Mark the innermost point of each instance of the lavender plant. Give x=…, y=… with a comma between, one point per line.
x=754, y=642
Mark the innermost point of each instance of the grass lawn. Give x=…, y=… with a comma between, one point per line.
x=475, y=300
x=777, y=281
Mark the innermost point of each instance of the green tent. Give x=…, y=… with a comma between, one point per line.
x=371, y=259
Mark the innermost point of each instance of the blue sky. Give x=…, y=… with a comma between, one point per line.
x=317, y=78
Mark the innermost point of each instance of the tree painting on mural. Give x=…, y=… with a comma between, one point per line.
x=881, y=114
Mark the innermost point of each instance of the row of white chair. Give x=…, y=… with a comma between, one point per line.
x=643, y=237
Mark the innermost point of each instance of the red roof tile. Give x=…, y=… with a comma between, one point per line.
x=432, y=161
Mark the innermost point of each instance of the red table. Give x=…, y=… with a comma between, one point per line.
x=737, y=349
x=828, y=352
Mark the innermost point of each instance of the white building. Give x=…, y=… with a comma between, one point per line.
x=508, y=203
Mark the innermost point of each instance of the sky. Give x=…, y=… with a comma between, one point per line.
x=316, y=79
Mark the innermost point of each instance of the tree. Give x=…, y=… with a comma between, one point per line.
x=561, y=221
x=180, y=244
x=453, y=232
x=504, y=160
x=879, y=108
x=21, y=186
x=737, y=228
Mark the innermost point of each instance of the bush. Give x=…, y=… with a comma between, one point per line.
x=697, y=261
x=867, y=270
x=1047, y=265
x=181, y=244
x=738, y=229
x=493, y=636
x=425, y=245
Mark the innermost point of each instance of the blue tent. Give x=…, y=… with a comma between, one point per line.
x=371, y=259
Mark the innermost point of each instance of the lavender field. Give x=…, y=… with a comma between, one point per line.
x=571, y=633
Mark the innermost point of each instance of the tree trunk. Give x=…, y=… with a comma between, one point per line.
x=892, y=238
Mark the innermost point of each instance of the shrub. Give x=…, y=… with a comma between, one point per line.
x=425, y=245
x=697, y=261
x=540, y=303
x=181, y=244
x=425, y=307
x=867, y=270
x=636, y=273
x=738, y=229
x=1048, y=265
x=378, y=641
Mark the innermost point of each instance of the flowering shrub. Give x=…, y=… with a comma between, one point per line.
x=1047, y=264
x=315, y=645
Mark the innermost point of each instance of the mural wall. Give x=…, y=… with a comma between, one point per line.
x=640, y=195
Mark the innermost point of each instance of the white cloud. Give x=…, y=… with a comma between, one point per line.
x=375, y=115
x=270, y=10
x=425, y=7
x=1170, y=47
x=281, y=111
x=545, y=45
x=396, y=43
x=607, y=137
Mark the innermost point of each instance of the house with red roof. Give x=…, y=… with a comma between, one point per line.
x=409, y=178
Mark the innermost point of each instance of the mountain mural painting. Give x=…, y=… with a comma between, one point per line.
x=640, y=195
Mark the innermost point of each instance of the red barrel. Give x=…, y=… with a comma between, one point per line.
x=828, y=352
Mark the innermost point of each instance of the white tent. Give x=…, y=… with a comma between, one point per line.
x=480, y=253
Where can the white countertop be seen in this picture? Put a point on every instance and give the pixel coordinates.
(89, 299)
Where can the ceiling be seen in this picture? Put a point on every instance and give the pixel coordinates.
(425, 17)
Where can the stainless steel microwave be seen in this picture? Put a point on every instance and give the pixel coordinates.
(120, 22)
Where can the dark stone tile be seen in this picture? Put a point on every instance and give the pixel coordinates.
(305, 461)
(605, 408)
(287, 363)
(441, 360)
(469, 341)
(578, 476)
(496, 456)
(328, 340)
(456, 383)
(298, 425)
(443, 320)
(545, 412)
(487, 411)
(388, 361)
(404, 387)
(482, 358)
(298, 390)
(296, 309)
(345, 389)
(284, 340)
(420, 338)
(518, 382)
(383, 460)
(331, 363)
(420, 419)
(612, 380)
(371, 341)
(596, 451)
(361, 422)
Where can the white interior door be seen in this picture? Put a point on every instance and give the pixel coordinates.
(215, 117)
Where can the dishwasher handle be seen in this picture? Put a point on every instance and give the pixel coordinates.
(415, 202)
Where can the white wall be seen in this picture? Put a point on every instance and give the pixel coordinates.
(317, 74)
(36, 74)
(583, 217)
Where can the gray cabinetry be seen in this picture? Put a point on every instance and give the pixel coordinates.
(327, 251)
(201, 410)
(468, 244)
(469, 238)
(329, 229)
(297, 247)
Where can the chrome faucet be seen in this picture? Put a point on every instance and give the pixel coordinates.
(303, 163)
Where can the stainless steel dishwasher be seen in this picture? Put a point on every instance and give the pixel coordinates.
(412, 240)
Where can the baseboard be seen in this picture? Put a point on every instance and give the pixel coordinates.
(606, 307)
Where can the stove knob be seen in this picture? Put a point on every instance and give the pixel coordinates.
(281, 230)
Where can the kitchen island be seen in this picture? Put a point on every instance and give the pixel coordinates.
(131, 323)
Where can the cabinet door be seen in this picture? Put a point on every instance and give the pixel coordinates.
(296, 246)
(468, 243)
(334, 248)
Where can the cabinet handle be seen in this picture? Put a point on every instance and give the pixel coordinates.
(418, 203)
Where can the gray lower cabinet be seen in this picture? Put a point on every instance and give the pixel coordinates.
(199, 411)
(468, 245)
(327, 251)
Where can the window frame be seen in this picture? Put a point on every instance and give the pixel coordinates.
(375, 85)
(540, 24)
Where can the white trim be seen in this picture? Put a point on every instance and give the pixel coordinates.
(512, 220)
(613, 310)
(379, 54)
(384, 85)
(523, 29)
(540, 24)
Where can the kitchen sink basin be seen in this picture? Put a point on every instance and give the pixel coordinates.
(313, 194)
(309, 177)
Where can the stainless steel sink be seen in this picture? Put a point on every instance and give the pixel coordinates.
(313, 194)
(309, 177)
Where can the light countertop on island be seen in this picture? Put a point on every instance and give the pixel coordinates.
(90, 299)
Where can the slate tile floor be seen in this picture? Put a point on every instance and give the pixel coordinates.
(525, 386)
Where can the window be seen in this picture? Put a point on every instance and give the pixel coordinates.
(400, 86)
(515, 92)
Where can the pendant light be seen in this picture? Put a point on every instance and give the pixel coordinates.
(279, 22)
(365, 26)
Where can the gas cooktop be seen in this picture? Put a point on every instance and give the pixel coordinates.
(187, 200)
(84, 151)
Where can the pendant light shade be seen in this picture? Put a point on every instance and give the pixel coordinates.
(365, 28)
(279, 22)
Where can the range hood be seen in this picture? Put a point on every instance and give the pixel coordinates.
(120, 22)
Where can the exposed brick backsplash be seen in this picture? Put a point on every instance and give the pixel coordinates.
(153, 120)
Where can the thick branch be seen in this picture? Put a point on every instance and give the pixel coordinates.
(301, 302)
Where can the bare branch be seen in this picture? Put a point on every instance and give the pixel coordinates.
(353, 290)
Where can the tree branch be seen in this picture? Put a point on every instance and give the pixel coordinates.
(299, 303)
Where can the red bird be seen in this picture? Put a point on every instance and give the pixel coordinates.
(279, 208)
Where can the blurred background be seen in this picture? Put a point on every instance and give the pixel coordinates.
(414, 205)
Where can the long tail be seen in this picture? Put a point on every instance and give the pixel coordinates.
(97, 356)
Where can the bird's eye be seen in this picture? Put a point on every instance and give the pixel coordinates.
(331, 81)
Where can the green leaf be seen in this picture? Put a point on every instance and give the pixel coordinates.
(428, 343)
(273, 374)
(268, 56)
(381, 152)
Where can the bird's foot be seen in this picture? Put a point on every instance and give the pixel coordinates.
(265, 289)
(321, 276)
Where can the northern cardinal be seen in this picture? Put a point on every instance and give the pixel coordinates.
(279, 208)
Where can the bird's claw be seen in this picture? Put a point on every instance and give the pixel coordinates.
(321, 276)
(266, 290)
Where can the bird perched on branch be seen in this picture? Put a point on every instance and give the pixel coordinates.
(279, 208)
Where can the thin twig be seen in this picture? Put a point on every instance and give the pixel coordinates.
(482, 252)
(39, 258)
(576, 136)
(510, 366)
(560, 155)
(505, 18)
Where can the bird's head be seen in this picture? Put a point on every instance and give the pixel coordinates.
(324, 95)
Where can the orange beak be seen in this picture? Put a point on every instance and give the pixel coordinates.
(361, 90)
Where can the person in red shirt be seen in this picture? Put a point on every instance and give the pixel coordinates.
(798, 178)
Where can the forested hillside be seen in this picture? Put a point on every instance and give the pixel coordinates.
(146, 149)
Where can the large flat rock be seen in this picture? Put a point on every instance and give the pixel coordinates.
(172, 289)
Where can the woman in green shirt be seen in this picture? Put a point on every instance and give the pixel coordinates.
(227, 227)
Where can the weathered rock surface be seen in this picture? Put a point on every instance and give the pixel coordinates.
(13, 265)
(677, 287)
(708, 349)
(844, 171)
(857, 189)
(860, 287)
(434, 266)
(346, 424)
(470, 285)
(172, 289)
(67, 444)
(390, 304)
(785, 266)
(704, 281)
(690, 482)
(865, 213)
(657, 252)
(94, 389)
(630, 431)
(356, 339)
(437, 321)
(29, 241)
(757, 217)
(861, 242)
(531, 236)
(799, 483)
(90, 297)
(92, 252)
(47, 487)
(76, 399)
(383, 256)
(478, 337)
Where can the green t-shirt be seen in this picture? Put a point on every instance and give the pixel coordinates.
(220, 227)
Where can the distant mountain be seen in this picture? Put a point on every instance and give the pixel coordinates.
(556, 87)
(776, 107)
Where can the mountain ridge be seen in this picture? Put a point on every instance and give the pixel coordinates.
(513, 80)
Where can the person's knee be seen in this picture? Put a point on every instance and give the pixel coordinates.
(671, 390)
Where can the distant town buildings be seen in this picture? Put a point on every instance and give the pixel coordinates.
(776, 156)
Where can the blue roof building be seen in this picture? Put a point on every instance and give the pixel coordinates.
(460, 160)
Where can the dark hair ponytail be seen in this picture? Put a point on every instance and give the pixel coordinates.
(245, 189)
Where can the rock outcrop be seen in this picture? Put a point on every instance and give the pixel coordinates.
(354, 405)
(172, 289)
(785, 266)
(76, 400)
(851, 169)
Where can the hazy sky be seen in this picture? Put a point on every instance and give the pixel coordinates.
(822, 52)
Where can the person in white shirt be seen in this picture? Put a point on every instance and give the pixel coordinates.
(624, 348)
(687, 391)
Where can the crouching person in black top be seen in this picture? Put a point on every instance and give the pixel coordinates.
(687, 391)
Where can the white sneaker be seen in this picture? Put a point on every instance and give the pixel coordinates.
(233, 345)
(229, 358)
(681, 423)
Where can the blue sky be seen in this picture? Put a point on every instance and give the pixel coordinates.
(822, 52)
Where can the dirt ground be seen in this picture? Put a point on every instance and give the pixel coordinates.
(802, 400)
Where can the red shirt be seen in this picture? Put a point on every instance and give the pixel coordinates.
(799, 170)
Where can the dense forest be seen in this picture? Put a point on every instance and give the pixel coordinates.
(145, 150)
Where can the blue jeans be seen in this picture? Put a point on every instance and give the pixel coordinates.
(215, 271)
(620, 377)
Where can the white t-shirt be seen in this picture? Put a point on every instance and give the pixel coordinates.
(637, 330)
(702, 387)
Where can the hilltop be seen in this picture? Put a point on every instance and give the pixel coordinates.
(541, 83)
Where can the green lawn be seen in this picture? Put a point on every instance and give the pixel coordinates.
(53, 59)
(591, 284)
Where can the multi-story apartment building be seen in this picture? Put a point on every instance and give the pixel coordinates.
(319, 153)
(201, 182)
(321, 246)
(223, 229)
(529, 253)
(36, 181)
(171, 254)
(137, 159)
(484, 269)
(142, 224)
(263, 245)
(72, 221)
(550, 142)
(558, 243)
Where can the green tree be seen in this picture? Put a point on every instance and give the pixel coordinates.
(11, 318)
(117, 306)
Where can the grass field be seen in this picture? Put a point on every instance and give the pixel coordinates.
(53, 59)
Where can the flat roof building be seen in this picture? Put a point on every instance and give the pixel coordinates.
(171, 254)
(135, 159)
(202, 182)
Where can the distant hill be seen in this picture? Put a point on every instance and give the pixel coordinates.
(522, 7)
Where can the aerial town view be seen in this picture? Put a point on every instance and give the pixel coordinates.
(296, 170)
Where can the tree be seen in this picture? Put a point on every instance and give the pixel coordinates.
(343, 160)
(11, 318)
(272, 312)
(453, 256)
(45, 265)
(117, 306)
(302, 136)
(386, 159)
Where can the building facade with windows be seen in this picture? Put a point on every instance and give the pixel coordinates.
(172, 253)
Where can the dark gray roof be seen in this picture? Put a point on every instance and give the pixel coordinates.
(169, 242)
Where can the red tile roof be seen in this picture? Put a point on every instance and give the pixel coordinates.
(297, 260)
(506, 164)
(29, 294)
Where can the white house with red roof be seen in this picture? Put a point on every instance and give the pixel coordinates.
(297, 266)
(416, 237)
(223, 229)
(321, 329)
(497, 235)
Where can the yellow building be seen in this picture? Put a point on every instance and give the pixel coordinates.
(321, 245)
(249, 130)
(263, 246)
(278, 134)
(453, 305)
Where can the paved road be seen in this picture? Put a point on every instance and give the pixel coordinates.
•••••
- **What you should do**
The reply must hold exactly the lines from the one containing "Where can the aerial" to the last line of the entries, and nothing more.

- **Task solution**
Where can the aerial town view be seen in this picture? Put a point on every instance and give the pixel coordinates.
(296, 170)
Where can the tree be seen in this picture? Put a point on every instance and give the pixel coordinates.
(343, 160)
(11, 318)
(272, 312)
(453, 256)
(45, 265)
(117, 306)
(302, 136)
(386, 159)
Where can the building facade with windows be seen in this picture? Put a point on every instance and give the pixel coordinates.
(172, 253)
Where can the dark gray roof be seen in this picture? Put a point on every instance and give the pixel coordinates.
(169, 242)
Where can the red tile roof be seen in this picture? Put a point on every instance and give the pixel coordinates.
(297, 260)
(506, 164)
(29, 294)
Where can the white house with red roof be seen in this picture? Put a point on every instance and give the pixel coordinates.
(297, 266)
(416, 237)
(223, 229)
(321, 329)
(497, 235)
Where can the yellow building be seen in this picture? Put a point on every instance and give the pixel coordinates.
(321, 245)
(249, 130)
(263, 246)
(278, 134)
(453, 305)
Where can the paved road be seen in this picture? Put a point on every instance and give the pixel coordinates.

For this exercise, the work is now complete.